┏━━
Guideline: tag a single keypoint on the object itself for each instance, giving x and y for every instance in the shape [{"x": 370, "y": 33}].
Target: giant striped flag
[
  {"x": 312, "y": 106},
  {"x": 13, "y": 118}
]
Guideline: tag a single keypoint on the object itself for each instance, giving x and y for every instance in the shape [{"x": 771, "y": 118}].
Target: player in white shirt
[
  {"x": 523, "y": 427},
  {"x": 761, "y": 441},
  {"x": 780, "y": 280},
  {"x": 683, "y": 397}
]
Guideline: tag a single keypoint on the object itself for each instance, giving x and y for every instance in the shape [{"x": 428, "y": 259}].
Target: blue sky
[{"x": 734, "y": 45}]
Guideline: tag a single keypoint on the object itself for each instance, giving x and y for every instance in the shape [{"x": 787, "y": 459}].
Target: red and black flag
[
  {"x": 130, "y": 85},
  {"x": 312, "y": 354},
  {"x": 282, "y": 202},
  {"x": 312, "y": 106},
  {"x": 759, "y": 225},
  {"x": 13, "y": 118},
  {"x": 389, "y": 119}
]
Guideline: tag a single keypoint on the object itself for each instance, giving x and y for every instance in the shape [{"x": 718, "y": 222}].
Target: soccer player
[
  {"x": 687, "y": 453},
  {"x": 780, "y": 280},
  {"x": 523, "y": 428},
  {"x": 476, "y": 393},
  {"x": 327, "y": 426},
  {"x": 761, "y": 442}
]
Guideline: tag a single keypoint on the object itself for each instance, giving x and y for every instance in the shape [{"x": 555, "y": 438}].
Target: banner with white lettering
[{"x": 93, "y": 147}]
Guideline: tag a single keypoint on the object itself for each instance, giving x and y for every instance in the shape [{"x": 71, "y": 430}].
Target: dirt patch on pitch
┗━━
Work to complete | Transcribe each entry precisely, missing none.

Exercise output |
Guideline: tag a single keypoint on the object itself for each instance, giving x and y for every instance in the shape [{"x": 370, "y": 33}].
Target: giant striped flag
[
  {"x": 312, "y": 106},
  {"x": 13, "y": 118}
]
Guideline: tag a single keypoint on the object itself for each instance, giving x and y for every instance in the shape [{"x": 771, "y": 118}].
Target: player in white shirt
[
  {"x": 523, "y": 427},
  {"x": 761, "y": 441},
  {"x": 780, "y": 280},
  {"x": 683, "y": 397}
]
Guideline: tag a single keypoint on the object itself for each instance, giving x and y for every instance in the shape [{"x": 428, "y": 259}].
Target: blue sky
[{"x": 734, "y": 45}]
Guideline: tag a single keypoint on the object itself for each instance, giving x and y for every instance in the shape [{"x": 787, "y": 459}].
Target: red and black flag
[
  {"x": 130, "y": 85},
  {"x": 312, "y": 354},
  {"x": 282, "y": 202},
  {"x": 312, "y": 106},
  {"x": 759, "y": 225},
  {"x": 13, "y": 118},
  {"x": 389, "y": 119}
]
Guideline: tag a single keypoint on the object itself for each instance, giving x and y for every instance in the shape [{"x": 718, "y": 222}].
Target: soccer player
[
  {"x": 687, "y": 453},
  {"x": 780, "y": 280},
  {"x": 523, "y": 428},
  {"x": 476, "y": 393},
  {"x": 327, "y": 426},
  {"x": 761, "y": 442}
]
Guideline: tag a single keypoint on the object itself for each instance, giving x and y for every instance in the shape [{"x": 555, "y": 438}].
Target: banner with white lettering
[{"x": 93, "y": 147}]
Guideline: tag a single keypoint on the object itself for each instance, giving x and y for every instance in the shape [{"x": 71, "y": 430}].
Target: dirt patch on pitch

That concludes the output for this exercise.